START DATA IN THIS EXERCISE

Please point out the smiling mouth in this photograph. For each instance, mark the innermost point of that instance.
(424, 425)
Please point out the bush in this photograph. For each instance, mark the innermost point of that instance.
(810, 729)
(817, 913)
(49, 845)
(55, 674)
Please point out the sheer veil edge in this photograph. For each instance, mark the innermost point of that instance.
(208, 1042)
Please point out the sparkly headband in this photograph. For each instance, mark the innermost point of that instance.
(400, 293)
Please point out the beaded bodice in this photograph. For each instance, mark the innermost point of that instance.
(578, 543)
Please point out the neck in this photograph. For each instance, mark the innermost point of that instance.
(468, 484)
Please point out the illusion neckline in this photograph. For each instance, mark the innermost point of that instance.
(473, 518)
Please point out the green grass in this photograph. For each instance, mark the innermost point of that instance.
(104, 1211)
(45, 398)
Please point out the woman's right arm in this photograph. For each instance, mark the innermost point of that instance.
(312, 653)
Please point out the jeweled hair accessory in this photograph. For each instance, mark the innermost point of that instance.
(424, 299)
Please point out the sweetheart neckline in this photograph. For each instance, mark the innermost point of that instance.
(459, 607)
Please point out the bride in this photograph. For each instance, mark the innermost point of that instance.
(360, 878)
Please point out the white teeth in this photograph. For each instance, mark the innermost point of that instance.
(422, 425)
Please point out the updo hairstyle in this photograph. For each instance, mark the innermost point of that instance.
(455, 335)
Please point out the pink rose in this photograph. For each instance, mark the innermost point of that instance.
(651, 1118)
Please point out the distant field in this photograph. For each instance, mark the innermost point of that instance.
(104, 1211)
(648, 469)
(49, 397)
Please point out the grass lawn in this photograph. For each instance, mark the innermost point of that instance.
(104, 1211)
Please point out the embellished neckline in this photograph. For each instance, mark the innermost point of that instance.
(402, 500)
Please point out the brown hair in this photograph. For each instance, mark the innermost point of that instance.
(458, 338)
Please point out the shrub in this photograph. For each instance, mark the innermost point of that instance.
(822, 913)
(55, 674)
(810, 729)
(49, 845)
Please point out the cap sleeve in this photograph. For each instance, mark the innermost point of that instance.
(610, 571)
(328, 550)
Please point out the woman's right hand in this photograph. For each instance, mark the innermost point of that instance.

END DATA IN THIS EXERCISE

WORK REQUIRED: Retype all of the entries exactly, please.

OUTPUT BELOW:
Please point out the smiling mouth in this photograph. For each instance, mark the innermost point of that instance.
(424, 425)
Please point out the bush in this photograph. For each instance, mark the innermost point of that instance.
(810, 729)
(817, 913)
(49, 845)
(55, 674)
Please point out the sheer veil edge in this photograph. For each instance, mark the innermost point of that instance.
(208, 1042)
Please point out the sparkly headband in this photograph. For each instance, mark the innermost point of that instance.
(400, 293)
Please point out the beaded bodice in this photograph. For each instance, mark the innermost point of that instance.
(578, 543)
Please point out the neck in this photograph. For each instance, mark the innermost point of that instance.
(468, 484)
Please point out the illusion neckline in this photograph. For each instance, mark the innermost point of that instance.
(473, 518)
Please point out the green grass in this photograph. For each instance, mark the innermost point of that instance.
(104, 1211)
(45, 398)
Please point out the woman's right arm in this photograph. For each instance, mark the innermost point of that instance.
(312, 653)
Please point out the jeweled hair accessory in this photograph. For each instance, mark the innermost point of that instance.
(424, 299)
Please point out the sweetheart neckline in this photograph. For each instance, mark the innermost point of that instance.
(459, 607)
Please point out the bride in this photograph. For each instance, mark the innermost point of that instance.
(360, 878)
Please point out the white teeth in this photograph. For each instance, mark the innermost point of that instance.
(422, 425)
Please point out the updo hairstyle in this photograph. For each instance, mark the innermost point of that instance.
(455, 335)
Please point out the pink rose in this photograph. For each instance, mark the innermost point of that instance.
(651, 1118)
Please point out the distant field in this photograph. For each instance, mark the innermost point of that instance.
(104, 1211)
(648, 469)
(49, 397)
Please point out the grass lawn in this photograph. For each instance, mark the innermost point of that instance.
(104, 1211)
Please point out the embellished neckline in this photograph. For each instance, mark the innermost point of that instance.
(402, 500)
Please point out the brown hair in this photograph. For each instance, mark the innermost point of that instance.
(458, 338)
Please point out the shrub in this photograph. For each instance, mark the innermost point of that instance.
(822, 913)
(55, 674)
(810, 729)
(49, 845)
Please point out the cap sleeve in this photograph. For each instance, mark the innermost point of that instance.
(610, 571)
(328, 550)
Please point out the woman's right hand in this photograph. For each instance, mark the innermost point of that instance.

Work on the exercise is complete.